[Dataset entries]
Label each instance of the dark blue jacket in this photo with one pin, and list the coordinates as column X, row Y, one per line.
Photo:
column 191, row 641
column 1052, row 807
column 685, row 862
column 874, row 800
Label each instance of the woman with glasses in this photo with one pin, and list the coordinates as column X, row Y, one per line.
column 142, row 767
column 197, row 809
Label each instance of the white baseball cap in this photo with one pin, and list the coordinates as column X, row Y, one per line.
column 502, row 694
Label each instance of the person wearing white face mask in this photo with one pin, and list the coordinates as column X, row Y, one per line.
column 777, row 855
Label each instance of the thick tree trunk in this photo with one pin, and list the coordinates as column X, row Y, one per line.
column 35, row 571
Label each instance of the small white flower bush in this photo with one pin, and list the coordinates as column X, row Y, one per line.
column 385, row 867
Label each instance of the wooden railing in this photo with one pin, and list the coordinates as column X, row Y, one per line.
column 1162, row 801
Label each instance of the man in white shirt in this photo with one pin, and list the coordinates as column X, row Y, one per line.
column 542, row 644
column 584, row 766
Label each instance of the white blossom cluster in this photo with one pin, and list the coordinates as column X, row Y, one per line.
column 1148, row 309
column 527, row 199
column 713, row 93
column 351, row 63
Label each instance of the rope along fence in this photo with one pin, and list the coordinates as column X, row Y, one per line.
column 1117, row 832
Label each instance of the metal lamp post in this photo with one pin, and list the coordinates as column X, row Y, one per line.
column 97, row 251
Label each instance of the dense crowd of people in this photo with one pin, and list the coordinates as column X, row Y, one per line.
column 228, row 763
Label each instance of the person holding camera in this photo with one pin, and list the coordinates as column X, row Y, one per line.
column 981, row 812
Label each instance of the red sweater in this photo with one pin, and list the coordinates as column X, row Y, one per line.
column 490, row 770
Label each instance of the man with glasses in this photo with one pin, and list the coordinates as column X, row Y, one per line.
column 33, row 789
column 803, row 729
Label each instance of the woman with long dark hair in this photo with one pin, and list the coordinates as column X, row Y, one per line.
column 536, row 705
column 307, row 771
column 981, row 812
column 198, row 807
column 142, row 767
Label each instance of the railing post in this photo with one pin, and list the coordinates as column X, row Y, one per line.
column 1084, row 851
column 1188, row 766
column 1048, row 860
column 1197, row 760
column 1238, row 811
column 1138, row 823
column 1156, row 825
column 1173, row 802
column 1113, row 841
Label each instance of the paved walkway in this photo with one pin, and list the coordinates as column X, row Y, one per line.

→ **What needs to be done**:
Extract the lines from the one containing "Label each instance of the person holding" through the last line of the entries, and reproduce them verbatim.

→ **Written response**:
Label each instance of the person holding camera in this photo with one pin, and list the coordinates as column X, row Y, one per line.
column 981, row 812
Label each instance of the red sweater in this photo with one pin, and list the coordinates as column X, row Y, one per line.
column 490, row 770
Label each instance of the man with glasses in this photo with one pin, and list the coordinates as column X, row Y, one per line.
column 33, row 789
column 803, row 729
Label each instance of the woman with long dark hair in this photo with one pin, and list the coordinates as column X, row Y, one per line.
column 536, row 705
column 307, row 771
column 981, row 812
column 198, row 807
column 142, row 767
Label each instance of the railing post in this photo with one pin, and list the coordinates as column X, row Y, one per line.
column 1084, row 851
column 1188, row 766
column 1048, row 860
column 1197, row 760
column 1238, row 811
column 1138, row 823
column 1156, row 825
column 1173, row 802
column 1113, row 841
Label each instance of the paved walkway in this photo with one pin, and list the coordinates as column X, row Y, one per line.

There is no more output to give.